[START]

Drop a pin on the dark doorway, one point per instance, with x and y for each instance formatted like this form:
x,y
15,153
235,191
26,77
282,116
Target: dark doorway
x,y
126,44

[END]

#### Your instructions
Switch "doorway" to "window" everywhere it occurs in the records above, and reproduce every line with nothing else altered.

#### Answer to the task
Drop a pin on the dark window, one point per instance, with x and y for each instance formatted like this form:
x,y
15,153
235,191
26,77
282,116
Target: dark window
x,y
126,44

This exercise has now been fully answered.